START Entries supplied
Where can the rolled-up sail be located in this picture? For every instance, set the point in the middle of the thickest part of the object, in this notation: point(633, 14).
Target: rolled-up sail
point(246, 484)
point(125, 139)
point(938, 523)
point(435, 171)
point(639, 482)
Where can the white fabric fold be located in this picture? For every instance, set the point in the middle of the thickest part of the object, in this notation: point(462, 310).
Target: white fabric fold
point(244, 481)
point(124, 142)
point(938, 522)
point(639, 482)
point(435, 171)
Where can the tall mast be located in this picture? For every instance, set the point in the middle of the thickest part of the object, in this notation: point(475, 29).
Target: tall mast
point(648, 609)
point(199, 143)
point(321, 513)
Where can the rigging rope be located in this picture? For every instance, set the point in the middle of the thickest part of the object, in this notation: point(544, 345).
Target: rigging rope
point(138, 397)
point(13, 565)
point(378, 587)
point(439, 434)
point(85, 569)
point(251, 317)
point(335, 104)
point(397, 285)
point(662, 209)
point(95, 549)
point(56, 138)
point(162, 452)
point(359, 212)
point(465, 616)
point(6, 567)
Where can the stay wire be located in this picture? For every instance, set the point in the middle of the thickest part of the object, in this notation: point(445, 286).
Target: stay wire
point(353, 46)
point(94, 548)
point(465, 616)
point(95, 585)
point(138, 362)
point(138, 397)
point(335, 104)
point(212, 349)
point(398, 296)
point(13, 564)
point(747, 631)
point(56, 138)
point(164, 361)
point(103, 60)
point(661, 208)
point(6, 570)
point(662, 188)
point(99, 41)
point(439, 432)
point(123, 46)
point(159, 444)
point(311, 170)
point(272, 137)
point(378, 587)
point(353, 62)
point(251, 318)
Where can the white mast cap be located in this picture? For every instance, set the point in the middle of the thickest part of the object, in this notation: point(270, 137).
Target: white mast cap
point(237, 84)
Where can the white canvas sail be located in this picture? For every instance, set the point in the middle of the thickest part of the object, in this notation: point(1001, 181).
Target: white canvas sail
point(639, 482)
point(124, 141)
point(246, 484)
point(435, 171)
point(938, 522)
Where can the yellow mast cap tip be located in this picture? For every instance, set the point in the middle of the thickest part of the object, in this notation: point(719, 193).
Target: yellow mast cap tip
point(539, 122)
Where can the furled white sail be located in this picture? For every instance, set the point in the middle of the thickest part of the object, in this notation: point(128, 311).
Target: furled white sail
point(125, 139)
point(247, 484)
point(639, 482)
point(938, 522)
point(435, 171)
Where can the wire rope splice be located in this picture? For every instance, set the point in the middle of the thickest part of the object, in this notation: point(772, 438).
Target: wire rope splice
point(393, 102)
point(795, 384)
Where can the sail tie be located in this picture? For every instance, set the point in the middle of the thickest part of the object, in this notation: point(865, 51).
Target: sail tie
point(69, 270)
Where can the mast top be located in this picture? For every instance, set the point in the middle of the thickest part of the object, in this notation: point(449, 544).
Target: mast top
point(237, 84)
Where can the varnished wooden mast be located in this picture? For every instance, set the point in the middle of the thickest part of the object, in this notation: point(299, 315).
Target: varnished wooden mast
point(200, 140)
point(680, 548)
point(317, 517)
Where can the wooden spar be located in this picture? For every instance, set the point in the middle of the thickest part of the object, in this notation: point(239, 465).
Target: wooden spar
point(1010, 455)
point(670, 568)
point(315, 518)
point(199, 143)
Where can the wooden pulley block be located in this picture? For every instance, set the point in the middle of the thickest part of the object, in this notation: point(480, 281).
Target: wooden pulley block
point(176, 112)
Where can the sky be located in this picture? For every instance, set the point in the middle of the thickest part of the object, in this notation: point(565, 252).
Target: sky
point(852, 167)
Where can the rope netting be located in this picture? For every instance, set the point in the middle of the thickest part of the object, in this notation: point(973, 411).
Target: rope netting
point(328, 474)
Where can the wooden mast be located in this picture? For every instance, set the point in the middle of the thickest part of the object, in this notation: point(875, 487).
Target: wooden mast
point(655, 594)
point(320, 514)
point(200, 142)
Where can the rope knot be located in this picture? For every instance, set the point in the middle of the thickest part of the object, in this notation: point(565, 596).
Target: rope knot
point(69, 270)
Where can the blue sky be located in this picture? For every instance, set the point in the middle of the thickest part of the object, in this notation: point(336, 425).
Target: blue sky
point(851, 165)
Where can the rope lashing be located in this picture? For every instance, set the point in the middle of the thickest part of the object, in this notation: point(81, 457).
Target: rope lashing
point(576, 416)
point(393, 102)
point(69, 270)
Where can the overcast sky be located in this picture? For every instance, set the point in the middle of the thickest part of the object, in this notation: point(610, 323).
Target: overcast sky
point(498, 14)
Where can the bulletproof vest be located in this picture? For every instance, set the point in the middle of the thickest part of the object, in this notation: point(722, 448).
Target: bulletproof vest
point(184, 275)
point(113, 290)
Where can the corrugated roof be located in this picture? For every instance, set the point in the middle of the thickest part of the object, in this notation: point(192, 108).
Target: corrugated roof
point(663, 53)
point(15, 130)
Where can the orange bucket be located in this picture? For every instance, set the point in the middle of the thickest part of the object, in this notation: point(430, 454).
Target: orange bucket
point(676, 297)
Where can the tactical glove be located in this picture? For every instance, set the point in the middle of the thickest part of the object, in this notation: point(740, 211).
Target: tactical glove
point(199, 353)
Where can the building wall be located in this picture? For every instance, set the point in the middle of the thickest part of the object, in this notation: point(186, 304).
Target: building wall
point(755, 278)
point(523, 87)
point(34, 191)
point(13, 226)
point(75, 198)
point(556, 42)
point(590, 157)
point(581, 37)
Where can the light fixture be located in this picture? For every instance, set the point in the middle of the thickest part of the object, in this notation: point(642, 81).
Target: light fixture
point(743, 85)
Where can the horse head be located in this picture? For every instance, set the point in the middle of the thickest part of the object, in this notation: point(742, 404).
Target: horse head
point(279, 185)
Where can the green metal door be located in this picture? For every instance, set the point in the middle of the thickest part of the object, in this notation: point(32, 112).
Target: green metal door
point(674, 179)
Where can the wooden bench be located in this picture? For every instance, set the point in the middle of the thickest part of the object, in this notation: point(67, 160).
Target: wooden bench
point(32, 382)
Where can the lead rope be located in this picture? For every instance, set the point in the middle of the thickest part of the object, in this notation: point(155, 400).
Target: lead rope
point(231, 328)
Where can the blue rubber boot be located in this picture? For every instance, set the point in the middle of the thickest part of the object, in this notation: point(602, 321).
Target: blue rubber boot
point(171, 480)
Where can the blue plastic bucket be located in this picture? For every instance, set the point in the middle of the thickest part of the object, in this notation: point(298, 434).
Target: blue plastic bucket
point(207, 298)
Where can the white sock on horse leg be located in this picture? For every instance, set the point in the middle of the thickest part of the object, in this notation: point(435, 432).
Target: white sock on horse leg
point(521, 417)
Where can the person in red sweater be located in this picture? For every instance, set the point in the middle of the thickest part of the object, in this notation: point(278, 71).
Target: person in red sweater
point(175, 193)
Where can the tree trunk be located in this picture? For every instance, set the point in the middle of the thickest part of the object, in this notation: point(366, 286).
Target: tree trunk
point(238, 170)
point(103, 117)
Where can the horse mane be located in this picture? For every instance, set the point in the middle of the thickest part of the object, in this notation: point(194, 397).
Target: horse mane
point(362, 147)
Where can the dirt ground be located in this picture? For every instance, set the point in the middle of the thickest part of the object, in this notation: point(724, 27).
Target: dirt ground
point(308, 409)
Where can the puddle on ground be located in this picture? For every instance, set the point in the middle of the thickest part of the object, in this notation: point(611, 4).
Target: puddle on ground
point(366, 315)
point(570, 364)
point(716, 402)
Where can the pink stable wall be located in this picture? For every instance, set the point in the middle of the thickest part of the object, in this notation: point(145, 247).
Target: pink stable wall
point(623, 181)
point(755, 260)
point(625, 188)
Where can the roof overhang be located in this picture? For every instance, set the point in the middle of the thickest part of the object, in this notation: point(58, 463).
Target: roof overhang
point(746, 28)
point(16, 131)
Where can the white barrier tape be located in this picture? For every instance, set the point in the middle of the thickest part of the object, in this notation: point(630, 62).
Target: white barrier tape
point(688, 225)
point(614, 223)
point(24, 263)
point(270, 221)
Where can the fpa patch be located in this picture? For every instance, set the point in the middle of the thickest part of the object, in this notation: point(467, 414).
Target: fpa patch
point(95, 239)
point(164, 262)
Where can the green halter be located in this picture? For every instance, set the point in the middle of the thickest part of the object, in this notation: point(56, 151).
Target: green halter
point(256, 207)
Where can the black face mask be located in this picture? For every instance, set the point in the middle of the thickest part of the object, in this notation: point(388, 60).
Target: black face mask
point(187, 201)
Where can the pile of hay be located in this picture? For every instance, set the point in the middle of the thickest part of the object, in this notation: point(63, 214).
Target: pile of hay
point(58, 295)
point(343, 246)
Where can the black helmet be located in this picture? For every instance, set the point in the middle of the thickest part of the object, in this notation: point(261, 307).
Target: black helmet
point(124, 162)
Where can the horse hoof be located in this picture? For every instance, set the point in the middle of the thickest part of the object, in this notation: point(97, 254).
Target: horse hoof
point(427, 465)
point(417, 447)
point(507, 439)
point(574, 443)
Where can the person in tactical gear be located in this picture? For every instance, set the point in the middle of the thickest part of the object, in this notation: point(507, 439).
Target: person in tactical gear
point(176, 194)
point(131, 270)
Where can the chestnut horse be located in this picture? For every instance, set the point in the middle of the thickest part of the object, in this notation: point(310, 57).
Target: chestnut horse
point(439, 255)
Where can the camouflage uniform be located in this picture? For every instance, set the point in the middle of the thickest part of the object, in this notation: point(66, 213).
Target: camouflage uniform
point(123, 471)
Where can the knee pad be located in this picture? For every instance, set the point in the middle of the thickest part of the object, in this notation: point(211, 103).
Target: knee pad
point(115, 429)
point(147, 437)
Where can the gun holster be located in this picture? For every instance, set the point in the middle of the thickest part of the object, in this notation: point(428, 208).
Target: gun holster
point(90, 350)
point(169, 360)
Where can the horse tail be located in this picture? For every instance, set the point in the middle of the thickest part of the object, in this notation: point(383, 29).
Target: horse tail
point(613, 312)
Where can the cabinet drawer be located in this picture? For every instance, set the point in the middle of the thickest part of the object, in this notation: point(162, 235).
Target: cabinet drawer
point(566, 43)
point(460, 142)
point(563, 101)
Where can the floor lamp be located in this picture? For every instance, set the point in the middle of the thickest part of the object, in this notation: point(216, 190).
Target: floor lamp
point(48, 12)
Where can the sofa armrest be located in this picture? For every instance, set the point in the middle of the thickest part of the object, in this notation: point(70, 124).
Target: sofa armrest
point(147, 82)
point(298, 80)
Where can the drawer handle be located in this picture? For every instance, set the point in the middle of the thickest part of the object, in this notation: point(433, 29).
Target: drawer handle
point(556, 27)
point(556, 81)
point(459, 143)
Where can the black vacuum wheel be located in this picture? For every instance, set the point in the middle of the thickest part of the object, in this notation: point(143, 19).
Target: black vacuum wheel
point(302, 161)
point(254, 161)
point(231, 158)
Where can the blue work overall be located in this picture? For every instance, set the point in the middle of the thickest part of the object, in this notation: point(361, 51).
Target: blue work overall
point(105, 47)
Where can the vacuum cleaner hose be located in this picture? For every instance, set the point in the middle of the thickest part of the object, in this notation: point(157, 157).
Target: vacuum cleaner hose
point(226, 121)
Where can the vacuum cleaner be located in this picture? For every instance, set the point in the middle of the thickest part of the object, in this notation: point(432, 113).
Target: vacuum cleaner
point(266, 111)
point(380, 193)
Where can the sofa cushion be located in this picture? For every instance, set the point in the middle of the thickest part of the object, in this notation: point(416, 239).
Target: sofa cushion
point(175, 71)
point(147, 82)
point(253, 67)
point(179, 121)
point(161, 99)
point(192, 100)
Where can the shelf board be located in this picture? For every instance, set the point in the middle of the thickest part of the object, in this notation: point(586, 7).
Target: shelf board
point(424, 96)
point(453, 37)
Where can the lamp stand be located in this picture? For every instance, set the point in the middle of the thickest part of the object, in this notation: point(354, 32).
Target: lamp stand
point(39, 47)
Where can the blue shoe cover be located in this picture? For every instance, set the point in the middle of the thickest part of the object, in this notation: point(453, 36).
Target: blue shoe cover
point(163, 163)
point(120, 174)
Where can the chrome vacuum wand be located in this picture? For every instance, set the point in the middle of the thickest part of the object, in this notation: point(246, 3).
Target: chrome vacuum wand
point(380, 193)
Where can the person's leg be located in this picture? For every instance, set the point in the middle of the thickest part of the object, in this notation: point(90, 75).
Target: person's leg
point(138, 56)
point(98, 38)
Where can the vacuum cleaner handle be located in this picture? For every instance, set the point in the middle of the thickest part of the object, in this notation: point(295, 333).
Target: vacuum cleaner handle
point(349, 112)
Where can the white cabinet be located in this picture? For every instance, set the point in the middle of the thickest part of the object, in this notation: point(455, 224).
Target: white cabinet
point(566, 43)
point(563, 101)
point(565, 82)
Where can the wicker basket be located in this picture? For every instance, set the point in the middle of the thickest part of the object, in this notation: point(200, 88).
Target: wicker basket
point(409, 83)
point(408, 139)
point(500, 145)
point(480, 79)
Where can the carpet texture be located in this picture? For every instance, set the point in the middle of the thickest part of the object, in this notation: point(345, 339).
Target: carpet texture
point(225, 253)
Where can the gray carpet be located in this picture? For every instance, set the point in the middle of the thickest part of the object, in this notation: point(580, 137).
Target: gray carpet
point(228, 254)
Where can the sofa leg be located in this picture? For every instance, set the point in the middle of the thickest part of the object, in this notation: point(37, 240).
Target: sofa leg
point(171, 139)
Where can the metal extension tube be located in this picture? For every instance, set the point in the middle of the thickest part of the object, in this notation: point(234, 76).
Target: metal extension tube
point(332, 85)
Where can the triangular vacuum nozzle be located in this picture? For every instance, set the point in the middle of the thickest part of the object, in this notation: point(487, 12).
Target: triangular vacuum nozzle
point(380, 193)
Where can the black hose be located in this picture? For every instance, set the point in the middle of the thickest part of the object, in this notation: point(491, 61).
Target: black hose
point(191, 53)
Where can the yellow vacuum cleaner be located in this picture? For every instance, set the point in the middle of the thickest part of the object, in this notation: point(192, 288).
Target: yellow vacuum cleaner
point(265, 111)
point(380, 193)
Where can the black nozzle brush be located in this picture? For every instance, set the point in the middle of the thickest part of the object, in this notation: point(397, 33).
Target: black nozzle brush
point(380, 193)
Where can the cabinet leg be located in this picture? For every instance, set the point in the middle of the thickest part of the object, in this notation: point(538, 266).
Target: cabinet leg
END Entries supplied
In the listing above, find the line with "Where can the horse mane" and the line with "Where can the dirt", then print exactly those two lines and every line between them, and nothing more.

Where can the horse mane be located in this picture? For every instance, set the point in the middle of the thickest part of the object, in this notation: point(194, 397).
Target: horse mane
point(362, 147)
Where can the dirt ground be located in this picture? For every instance, set the point in the middle of the thickest part of the object, in this notation: point(724, 27).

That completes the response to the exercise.